Data entries
****************************************

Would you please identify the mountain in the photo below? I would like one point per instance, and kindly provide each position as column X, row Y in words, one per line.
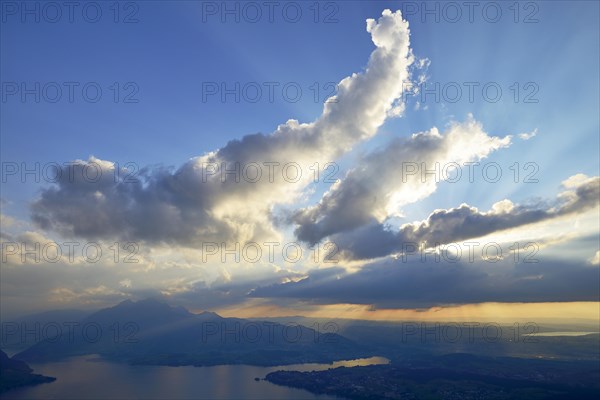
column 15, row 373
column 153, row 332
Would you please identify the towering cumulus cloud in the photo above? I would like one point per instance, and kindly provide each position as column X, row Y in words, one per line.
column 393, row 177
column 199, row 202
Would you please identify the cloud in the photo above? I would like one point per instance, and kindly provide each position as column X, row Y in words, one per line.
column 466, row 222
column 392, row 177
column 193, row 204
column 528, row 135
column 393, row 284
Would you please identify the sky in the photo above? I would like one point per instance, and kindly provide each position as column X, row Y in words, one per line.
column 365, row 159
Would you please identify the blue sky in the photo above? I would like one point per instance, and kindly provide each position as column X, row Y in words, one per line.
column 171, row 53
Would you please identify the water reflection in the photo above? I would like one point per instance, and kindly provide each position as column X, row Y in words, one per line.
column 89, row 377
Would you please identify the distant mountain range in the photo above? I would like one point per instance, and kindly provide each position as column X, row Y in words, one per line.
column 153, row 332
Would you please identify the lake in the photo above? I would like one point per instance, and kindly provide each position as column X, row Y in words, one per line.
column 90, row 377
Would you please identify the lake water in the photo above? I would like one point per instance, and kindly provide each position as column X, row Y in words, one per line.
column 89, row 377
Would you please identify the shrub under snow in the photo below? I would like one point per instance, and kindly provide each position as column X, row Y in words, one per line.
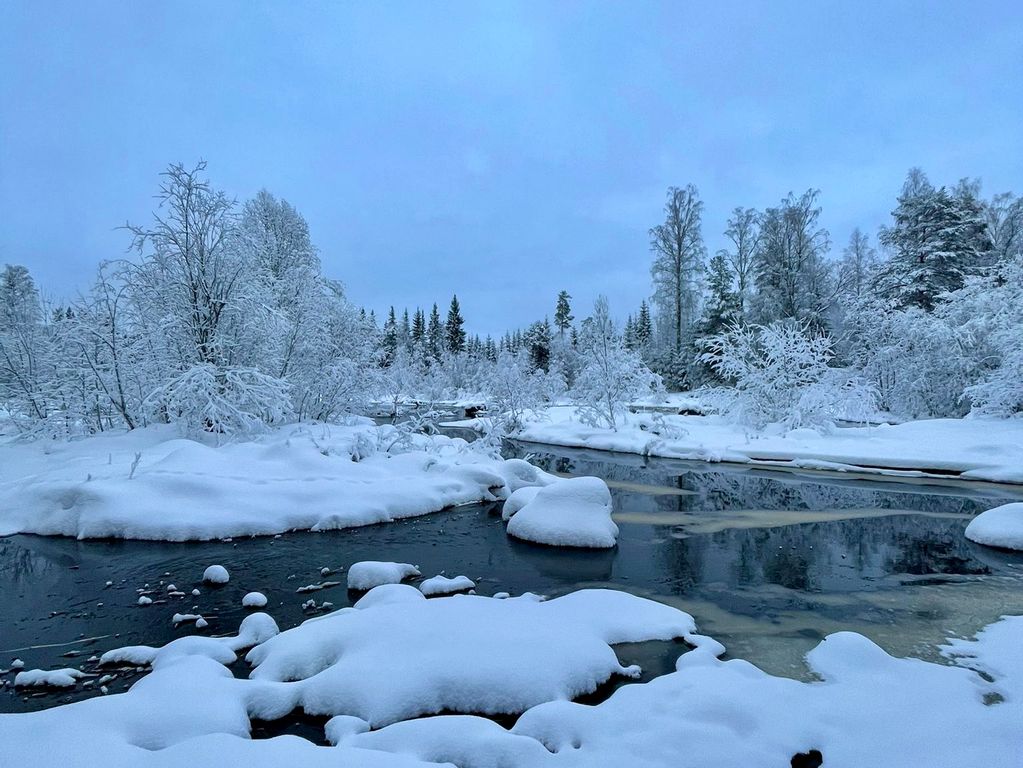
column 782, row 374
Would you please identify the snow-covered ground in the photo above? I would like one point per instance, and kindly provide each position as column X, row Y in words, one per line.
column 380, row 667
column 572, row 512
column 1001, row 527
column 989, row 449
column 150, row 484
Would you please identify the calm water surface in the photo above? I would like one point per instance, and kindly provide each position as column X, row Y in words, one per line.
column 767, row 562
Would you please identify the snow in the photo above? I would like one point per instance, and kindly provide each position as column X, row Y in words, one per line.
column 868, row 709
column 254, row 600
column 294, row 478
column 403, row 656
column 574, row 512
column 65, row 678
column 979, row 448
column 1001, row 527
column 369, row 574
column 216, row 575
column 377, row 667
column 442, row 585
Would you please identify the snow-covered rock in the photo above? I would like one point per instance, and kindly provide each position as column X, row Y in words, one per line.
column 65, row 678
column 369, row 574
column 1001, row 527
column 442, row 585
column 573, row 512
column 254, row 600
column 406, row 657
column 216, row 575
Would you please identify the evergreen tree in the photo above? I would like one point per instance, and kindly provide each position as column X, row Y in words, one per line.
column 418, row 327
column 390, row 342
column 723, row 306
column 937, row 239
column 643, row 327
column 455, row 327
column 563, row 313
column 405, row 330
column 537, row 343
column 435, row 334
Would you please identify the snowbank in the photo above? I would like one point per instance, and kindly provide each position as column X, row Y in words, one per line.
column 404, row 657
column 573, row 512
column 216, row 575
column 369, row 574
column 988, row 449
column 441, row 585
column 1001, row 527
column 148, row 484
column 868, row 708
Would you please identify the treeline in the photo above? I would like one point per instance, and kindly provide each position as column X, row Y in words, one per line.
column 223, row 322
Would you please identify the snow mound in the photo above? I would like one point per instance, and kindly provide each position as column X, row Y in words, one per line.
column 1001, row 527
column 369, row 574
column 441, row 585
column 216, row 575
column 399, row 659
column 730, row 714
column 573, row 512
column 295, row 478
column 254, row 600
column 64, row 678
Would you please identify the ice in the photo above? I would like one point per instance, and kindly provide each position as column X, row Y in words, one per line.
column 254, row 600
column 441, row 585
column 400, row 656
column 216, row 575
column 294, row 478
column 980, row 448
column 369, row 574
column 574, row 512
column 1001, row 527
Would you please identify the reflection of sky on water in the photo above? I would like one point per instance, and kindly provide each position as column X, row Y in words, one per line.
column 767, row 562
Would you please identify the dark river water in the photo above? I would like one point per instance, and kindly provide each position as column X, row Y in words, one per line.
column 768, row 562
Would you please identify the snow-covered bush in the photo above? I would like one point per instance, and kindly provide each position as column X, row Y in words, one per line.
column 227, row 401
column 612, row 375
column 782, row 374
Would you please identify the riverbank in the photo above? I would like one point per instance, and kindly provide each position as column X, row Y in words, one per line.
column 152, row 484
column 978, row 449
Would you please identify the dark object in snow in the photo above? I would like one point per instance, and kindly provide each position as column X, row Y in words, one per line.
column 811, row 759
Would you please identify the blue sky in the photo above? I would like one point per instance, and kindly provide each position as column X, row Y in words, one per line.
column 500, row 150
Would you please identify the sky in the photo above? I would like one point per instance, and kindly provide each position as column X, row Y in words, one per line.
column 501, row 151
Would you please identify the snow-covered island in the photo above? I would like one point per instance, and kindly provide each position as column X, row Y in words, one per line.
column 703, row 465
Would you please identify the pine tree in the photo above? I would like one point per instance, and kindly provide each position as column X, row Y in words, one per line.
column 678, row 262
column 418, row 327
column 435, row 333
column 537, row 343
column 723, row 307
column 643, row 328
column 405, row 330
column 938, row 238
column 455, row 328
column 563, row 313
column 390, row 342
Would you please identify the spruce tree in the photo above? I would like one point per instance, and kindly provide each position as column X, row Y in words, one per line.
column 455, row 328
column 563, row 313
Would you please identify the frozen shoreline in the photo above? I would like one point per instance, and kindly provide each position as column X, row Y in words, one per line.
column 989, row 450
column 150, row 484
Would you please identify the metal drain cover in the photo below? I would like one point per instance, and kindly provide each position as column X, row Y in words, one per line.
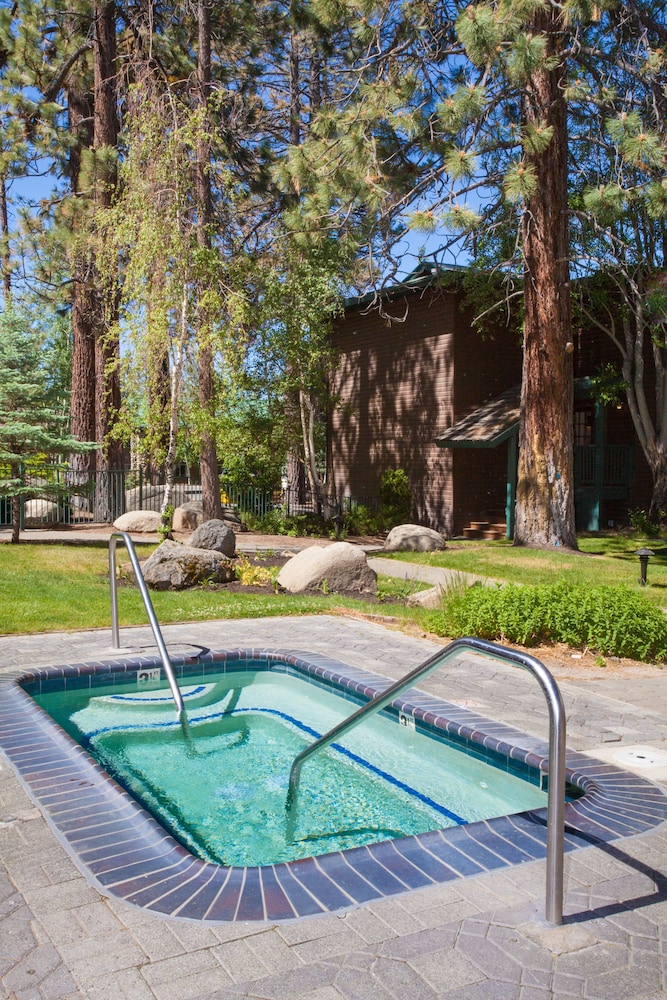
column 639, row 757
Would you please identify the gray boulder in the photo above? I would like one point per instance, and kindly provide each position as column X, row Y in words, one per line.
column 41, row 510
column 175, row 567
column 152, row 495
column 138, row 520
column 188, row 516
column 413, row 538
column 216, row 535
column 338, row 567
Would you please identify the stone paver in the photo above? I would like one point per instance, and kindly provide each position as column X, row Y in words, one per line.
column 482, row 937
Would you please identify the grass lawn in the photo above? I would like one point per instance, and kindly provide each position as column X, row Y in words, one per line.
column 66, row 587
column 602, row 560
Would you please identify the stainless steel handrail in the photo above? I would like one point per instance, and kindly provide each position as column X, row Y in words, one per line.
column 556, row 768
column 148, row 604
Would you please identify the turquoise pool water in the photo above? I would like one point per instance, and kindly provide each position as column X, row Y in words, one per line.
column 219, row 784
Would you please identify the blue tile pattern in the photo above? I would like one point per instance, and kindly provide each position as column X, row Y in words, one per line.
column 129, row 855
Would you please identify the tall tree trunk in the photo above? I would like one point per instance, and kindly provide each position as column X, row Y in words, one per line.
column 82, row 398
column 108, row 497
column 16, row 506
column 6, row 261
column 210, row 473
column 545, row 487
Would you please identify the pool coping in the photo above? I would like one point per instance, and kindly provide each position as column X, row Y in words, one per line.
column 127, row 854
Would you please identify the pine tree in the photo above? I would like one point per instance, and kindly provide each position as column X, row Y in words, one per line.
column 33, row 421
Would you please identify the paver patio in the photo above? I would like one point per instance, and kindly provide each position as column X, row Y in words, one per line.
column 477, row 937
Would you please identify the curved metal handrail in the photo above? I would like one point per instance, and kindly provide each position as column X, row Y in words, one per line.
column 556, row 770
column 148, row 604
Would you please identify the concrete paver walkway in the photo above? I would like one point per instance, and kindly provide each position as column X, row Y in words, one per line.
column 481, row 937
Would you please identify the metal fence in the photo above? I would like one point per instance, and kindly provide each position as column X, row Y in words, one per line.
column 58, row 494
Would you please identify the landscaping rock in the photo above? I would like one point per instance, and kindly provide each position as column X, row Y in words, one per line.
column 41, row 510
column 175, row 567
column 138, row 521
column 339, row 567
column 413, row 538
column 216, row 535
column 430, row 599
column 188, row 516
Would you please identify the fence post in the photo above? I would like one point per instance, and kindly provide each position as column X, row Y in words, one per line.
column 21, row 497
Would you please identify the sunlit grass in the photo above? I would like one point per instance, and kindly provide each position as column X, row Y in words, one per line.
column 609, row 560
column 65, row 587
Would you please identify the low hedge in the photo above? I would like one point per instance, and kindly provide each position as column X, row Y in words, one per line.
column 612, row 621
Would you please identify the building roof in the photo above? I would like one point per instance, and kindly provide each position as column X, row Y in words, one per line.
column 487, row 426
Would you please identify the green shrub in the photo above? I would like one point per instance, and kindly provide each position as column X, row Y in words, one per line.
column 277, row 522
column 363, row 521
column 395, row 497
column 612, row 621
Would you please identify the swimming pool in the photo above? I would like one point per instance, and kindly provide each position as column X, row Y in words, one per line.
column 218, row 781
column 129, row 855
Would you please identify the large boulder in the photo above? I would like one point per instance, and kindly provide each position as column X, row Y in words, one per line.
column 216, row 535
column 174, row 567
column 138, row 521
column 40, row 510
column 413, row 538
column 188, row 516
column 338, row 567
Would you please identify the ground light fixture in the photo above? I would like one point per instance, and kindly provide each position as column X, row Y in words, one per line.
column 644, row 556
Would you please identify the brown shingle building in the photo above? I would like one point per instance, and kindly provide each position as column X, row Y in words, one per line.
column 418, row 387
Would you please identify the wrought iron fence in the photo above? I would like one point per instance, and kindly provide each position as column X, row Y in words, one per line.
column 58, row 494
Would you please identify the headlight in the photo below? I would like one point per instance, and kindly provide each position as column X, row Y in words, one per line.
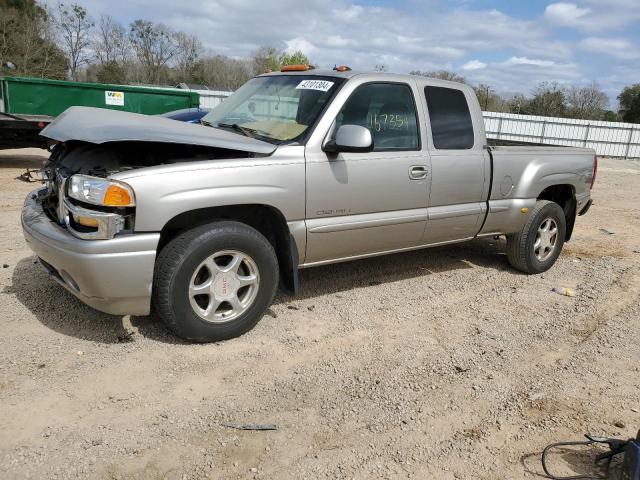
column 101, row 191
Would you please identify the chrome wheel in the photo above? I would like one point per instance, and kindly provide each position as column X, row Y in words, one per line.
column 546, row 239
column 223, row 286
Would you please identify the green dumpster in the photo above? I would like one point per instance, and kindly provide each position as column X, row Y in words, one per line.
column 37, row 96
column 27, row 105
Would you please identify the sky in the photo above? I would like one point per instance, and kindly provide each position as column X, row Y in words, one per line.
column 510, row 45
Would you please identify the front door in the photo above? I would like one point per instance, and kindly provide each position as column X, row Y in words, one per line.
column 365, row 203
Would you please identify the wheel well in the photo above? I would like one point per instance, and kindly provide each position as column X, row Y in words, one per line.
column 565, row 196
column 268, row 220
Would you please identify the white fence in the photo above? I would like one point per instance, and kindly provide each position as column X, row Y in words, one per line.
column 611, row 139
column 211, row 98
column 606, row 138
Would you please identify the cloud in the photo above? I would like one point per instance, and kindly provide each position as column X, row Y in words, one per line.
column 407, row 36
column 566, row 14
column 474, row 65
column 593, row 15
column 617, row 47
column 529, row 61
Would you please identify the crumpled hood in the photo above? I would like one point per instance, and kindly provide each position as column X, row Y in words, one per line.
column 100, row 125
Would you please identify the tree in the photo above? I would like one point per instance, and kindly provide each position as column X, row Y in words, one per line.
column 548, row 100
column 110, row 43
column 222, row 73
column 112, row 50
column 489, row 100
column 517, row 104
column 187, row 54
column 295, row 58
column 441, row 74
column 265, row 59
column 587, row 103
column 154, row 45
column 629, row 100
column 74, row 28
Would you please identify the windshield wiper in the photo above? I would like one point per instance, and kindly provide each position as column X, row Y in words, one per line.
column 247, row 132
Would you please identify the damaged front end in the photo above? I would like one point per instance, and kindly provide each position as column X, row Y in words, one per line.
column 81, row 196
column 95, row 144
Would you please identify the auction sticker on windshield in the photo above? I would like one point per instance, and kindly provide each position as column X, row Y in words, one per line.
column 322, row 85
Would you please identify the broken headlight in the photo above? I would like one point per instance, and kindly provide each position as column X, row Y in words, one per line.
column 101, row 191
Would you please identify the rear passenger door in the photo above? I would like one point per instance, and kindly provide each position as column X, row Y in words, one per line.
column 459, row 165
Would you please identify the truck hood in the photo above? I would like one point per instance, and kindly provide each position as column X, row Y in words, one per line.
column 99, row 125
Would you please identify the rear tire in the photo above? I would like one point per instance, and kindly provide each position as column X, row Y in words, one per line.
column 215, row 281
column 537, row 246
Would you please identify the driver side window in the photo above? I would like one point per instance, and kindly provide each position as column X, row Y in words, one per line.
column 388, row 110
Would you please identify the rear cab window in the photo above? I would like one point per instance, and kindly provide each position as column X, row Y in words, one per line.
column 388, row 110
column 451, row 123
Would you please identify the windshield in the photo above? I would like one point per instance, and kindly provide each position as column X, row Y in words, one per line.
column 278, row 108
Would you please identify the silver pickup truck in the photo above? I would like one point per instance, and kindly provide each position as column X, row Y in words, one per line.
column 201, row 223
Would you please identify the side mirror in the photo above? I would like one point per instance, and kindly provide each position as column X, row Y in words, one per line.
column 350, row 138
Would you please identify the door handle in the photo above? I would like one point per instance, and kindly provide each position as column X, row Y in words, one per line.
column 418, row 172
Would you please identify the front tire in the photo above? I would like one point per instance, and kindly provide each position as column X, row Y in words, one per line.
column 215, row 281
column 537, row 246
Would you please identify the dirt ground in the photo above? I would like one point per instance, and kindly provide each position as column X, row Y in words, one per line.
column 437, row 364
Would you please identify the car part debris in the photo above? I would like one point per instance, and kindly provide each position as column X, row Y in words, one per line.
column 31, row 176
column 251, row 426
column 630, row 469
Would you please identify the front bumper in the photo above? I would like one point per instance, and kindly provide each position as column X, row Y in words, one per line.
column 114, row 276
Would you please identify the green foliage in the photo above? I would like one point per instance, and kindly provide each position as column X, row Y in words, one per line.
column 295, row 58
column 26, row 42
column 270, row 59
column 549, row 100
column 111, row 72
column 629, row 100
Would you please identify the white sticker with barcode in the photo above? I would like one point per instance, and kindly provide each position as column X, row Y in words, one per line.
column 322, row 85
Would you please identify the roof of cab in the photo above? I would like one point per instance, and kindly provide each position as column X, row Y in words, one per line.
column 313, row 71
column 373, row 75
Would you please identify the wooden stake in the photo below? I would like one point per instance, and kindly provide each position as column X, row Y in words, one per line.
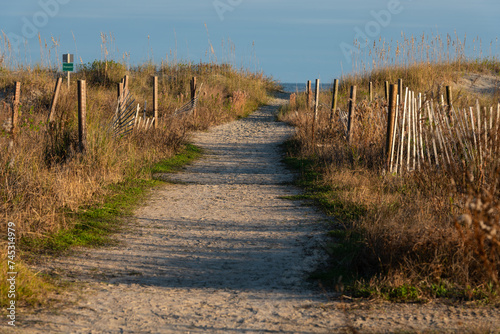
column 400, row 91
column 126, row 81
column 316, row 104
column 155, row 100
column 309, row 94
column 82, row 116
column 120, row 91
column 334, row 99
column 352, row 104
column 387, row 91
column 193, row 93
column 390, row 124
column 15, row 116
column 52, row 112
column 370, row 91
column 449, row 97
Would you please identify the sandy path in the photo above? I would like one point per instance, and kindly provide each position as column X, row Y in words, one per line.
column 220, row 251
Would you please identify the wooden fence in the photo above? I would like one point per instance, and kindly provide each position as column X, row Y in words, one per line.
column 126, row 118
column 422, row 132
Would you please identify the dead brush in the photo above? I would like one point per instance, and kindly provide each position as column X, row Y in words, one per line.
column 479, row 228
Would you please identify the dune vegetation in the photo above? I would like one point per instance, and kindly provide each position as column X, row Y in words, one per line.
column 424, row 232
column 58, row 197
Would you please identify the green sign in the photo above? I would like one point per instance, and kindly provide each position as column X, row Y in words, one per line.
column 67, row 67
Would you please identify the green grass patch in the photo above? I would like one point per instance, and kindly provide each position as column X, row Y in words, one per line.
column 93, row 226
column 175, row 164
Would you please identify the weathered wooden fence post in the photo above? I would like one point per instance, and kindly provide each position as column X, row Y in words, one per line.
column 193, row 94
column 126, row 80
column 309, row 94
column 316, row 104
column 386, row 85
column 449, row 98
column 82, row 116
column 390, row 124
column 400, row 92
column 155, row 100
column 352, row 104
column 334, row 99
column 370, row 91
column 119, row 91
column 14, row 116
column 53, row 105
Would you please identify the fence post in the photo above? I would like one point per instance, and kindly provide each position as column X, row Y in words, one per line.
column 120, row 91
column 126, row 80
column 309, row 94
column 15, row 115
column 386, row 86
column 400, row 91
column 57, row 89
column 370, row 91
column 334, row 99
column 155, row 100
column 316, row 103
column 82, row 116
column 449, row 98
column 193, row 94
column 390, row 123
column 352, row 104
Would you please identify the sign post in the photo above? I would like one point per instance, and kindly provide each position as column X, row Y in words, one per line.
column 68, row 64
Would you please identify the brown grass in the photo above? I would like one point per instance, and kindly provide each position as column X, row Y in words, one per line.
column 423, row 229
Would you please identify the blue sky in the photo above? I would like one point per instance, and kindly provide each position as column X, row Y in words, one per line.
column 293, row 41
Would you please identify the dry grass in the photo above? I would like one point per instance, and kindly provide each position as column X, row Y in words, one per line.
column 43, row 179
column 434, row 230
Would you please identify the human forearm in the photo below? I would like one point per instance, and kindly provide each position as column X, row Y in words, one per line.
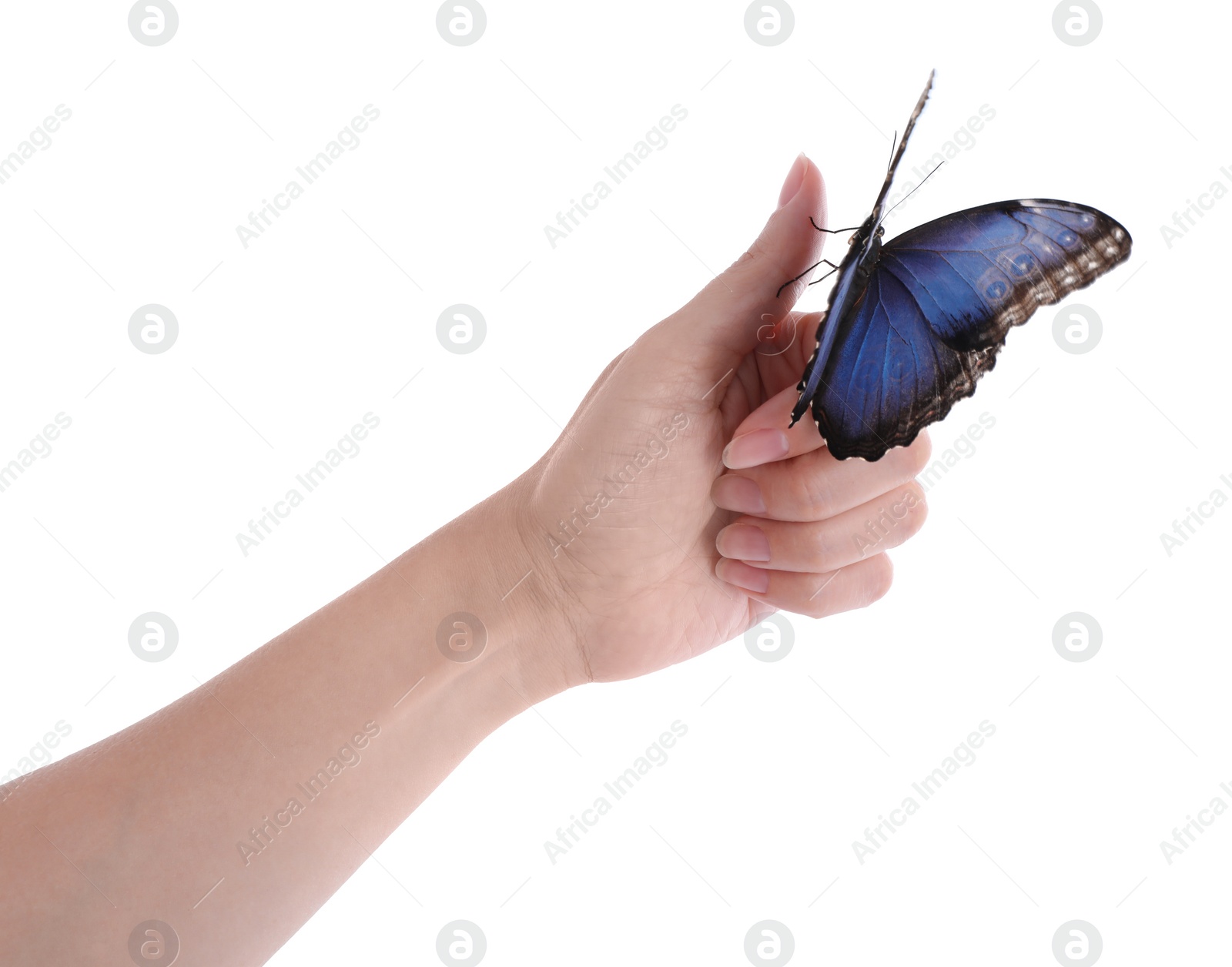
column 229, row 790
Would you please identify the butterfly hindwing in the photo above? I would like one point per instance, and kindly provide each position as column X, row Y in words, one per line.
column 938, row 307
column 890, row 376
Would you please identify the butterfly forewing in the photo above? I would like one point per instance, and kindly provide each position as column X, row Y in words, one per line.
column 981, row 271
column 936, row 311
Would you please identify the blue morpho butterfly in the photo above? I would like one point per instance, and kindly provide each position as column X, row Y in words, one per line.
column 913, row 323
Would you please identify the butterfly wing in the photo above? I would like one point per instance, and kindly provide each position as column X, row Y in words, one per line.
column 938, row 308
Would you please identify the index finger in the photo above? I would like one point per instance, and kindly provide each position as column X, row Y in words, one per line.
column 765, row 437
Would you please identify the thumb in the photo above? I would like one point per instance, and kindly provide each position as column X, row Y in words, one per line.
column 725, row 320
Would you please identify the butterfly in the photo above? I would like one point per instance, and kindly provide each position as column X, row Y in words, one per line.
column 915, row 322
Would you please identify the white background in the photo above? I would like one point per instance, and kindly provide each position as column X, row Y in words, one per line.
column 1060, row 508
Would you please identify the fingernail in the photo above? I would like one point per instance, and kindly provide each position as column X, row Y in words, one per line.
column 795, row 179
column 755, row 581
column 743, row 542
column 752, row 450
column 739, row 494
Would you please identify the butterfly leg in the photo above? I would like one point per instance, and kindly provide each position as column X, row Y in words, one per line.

****************************************

WHAT TO WORK ON
Verbatim reproduction is required for the line holding "Would you please identify the fingernail" and for every line after it in the records, with no other line included.

OUTPUT FOR THIS EXERCISE
Would you please identify the fingernail in the photo above? I would like one point per instance, and kindly provide each position as column X, row Y in words, one per line.
column 795, row 179
column 755, row 581
column 743, row 542
column 752, row 450
column 739, row 494
Would you please identify the butterfly leg in the photo above? I would like one point per instance, and kindly provide each position as column X, row Y in words, one per line.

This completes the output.